*Set problem:*
Pull out each of the lines below that contains the word "hand", and copy them unchanged.

>>>

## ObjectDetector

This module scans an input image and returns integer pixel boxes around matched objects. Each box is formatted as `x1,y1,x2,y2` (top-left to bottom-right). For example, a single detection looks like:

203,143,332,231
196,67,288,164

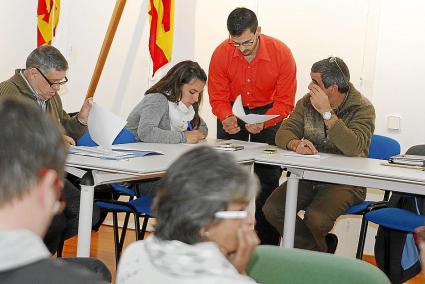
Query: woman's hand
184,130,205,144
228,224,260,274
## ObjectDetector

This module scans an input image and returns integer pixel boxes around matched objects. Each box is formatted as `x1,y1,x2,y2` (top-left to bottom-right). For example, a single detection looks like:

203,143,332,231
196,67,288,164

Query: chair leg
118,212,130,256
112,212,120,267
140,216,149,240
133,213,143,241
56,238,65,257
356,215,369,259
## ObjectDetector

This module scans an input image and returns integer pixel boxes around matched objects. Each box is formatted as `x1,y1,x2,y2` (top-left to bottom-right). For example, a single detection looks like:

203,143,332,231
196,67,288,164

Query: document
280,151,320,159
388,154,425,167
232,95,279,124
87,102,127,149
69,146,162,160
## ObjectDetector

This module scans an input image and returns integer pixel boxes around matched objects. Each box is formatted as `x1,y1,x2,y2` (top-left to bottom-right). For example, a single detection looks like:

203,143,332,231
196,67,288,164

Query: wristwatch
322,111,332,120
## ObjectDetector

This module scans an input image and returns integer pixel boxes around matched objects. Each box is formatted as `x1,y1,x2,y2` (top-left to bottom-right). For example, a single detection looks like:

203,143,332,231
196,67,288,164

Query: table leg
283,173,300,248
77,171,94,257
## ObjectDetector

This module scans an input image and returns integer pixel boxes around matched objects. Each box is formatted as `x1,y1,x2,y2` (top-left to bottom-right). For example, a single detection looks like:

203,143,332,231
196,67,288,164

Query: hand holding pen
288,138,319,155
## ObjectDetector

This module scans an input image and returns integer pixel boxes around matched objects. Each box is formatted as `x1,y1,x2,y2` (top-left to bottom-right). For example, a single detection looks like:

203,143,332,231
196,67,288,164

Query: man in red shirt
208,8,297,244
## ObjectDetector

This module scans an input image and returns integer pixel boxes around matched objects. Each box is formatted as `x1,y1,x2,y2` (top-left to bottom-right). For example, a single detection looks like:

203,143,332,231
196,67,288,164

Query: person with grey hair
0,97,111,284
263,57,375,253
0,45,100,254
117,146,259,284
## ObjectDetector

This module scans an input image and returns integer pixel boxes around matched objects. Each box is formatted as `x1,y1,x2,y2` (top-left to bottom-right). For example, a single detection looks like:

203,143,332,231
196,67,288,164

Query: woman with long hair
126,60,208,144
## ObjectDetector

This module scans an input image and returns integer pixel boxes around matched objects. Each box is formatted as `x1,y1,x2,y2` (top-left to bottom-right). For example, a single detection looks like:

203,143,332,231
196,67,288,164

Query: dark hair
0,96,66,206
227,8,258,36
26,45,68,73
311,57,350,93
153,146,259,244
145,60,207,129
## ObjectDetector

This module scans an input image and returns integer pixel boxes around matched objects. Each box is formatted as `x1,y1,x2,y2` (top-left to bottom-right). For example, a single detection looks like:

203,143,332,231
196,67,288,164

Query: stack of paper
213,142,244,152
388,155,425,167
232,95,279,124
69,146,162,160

<<<
>>>

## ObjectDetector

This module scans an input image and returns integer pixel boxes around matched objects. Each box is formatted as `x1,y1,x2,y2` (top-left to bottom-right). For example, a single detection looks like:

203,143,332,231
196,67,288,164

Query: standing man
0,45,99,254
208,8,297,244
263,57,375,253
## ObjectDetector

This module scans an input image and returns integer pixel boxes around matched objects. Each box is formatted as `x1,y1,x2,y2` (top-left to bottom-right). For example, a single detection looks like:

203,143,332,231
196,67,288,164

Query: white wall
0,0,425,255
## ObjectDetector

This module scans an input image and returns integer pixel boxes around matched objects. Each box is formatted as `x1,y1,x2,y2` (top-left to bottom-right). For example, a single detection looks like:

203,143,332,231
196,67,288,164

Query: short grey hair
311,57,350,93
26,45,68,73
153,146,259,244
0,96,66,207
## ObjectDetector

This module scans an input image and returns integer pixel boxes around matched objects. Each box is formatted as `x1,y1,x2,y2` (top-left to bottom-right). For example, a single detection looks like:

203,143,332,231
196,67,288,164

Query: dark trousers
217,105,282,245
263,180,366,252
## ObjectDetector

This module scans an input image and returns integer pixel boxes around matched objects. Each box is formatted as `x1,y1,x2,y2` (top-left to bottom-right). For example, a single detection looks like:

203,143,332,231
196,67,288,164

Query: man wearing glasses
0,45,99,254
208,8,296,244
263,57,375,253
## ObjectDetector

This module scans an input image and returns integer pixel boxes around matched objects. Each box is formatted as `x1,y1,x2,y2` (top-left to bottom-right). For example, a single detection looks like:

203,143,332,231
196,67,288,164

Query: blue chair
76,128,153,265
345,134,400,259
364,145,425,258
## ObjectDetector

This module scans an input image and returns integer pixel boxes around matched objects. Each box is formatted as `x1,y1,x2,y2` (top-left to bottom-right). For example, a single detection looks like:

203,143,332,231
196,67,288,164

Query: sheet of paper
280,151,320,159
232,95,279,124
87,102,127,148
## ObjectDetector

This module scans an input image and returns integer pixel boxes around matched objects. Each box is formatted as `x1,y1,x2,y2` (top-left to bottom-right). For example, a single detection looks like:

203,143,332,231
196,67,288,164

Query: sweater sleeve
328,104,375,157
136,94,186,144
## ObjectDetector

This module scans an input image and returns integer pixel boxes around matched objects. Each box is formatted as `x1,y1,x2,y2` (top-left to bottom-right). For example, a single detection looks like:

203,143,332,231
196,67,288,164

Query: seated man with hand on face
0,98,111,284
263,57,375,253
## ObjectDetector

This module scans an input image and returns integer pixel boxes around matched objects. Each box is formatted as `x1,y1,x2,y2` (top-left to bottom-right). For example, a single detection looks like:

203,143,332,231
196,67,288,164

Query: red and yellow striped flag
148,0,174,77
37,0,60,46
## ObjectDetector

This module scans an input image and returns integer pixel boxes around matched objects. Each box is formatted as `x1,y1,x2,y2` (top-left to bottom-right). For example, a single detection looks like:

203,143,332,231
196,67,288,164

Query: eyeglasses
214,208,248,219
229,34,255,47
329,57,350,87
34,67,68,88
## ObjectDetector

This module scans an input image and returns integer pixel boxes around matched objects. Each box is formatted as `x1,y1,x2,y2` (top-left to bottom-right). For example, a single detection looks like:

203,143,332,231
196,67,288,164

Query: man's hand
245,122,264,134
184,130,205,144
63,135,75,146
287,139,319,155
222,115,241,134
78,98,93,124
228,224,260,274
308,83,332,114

<<<

*Correct result:*
Query: woman's hand
Query: hand holding pen
Query: seated man with hand on face
Query: man's hand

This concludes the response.